--- Work to complete ---
From the listing below, keep every line that contains the string "roof", matching case exactly, and copy those lines out.

--- Information supplied ---

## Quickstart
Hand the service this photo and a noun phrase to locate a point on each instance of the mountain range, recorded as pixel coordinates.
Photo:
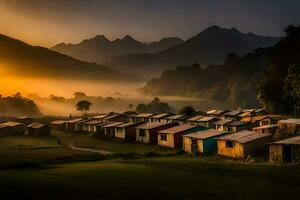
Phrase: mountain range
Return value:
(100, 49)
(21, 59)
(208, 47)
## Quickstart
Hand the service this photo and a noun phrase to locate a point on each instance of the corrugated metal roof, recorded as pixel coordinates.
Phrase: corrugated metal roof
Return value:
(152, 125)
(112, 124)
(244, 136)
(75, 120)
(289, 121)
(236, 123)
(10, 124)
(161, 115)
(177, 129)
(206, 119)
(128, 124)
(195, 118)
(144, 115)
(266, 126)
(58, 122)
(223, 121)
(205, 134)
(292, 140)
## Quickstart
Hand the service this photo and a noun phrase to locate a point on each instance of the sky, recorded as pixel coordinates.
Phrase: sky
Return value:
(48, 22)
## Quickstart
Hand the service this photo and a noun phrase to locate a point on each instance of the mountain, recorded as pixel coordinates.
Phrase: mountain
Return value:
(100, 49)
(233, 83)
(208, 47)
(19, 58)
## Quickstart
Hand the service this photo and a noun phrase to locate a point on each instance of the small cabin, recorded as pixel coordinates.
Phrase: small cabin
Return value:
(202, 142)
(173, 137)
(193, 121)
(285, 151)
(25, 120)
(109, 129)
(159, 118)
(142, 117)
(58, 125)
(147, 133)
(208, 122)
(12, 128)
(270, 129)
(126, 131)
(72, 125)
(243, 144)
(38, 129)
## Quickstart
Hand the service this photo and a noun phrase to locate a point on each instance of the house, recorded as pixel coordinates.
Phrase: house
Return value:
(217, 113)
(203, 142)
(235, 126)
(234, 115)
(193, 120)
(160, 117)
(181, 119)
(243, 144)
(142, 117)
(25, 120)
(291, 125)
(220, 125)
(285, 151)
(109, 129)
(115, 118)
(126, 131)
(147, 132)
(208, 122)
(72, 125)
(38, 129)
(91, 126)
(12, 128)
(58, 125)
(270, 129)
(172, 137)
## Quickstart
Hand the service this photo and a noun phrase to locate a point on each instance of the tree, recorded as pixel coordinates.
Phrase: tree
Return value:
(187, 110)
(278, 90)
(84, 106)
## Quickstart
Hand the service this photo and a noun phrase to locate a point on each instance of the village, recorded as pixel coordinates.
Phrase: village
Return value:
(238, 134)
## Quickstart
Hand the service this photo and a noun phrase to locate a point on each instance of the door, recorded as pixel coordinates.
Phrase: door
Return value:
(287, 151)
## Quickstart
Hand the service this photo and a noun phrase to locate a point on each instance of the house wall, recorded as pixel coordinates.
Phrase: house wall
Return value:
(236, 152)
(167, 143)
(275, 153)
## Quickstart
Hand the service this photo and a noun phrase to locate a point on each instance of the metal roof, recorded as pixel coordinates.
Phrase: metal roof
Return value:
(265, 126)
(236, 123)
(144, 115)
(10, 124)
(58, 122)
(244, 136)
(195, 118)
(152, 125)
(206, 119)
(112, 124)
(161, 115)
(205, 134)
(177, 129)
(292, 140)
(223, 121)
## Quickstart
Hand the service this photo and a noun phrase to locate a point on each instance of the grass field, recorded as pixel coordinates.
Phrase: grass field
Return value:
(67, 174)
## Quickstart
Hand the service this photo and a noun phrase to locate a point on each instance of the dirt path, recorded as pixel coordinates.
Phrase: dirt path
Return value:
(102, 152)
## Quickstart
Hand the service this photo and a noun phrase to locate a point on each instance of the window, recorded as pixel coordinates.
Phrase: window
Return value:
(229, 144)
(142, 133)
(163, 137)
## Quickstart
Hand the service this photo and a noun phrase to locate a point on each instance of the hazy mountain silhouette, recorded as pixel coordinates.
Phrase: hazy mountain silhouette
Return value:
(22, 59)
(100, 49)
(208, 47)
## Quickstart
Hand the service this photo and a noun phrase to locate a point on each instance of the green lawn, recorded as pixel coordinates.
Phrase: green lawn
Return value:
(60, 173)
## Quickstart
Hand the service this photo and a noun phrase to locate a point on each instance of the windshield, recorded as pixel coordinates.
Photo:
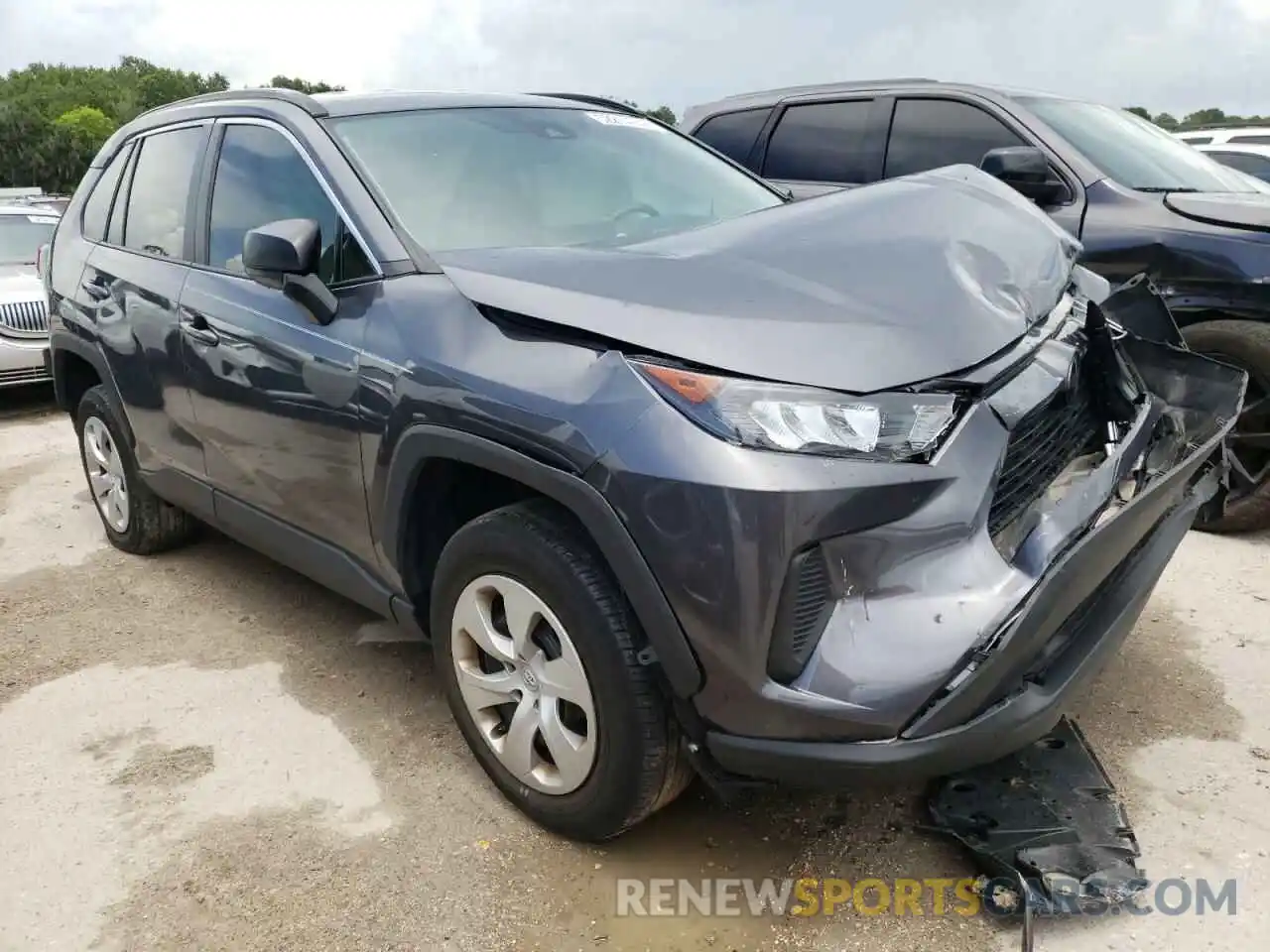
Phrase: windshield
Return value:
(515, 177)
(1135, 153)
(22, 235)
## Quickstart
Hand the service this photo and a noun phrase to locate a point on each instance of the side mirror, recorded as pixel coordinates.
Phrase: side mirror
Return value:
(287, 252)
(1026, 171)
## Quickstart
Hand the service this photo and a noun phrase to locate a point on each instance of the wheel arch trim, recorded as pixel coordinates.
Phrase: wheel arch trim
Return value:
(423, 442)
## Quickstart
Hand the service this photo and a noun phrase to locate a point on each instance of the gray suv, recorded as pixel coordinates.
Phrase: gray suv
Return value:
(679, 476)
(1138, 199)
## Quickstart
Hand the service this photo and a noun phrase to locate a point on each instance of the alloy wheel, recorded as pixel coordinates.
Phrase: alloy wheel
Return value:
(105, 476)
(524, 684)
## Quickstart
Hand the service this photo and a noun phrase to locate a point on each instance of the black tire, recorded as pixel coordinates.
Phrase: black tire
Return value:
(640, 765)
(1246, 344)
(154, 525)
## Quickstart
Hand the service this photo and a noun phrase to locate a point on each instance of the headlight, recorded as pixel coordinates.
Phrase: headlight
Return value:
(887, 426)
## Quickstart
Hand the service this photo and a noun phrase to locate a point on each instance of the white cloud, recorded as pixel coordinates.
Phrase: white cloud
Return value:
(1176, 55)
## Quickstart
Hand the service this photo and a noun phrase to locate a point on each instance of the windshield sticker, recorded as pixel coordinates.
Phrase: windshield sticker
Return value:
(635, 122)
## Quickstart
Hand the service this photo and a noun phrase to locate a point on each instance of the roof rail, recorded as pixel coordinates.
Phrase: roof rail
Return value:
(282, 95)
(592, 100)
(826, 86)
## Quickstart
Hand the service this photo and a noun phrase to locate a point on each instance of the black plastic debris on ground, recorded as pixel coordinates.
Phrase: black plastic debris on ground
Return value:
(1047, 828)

--

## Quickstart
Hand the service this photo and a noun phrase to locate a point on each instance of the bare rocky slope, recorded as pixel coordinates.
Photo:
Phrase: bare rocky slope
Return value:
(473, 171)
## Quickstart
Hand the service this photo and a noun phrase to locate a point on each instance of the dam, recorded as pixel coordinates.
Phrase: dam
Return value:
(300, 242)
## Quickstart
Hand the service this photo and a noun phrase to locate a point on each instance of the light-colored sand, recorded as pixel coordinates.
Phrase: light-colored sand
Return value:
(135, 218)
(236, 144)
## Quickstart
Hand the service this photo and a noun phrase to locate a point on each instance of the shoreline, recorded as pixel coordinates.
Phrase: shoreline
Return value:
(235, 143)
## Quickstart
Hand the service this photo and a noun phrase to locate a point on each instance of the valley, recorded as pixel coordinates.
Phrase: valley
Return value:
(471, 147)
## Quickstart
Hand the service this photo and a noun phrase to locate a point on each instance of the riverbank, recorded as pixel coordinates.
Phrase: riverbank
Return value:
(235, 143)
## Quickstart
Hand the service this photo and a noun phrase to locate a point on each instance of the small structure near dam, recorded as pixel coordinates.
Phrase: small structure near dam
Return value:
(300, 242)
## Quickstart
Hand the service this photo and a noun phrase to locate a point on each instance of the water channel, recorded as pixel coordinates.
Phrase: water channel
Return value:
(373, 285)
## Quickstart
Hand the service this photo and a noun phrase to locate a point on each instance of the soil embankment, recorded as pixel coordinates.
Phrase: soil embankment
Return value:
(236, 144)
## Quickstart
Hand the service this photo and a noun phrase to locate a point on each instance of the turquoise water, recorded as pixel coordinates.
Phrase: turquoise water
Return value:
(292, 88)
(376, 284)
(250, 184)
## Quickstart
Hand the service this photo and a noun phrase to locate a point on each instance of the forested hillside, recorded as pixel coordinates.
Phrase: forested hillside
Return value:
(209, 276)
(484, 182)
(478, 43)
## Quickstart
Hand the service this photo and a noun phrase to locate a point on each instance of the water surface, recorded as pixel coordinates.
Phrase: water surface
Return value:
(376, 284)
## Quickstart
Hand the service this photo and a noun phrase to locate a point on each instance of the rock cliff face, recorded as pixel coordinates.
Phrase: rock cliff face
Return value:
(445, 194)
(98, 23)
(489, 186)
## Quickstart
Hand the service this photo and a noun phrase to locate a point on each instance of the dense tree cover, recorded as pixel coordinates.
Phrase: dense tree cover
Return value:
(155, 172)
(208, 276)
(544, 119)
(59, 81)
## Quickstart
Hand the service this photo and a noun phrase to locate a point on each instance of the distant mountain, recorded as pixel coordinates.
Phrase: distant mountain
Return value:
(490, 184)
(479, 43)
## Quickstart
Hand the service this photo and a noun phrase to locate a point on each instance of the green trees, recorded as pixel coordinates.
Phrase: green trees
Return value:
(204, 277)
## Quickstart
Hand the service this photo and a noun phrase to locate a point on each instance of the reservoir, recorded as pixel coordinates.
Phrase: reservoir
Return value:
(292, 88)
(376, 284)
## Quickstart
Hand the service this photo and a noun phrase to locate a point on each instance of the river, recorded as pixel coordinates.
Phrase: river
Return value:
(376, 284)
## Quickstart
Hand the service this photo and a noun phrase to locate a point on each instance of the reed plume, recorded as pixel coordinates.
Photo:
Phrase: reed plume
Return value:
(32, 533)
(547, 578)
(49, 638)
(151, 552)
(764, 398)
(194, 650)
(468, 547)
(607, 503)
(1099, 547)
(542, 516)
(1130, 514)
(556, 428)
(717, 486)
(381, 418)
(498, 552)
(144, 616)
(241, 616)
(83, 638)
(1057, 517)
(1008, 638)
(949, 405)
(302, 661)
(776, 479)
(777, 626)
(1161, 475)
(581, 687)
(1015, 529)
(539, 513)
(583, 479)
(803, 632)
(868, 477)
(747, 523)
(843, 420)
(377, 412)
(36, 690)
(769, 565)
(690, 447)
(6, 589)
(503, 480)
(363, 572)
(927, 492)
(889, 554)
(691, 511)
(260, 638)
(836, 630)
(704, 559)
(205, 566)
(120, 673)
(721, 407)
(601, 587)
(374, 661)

--- Full solution ---
Hand the service this photo and a noun phrase to locate a point on each instance of the corrugated metal roof, recorded as pixel coordinates.
Phrase: corrugated metal roof
Hand the service this photo and a noun phrase to locate a point on each instance of the metal roof, recorded as pixel coordinates.
Phrase: metal roof
Hand the service this photo and a noun phrase to locate a point on each instance of the roof rail, recorded as pixel coordinates.
Phrase: roof rail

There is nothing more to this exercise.